------ Recorded data ------

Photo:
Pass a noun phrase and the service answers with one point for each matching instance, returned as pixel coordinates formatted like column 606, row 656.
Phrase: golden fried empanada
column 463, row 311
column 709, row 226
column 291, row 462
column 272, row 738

------

### What you need to do
Set the data down again in full. Keep it exact.

### Result below
Photo:
Pass a noun phrase and the service answers with one point for each matching instance, returned as pixel coordinates formatted like column 606, row 656.
Phrase: golden fried empanada
column 463, row 311
column 709, row 226
column 291, row 462
column 272, row 738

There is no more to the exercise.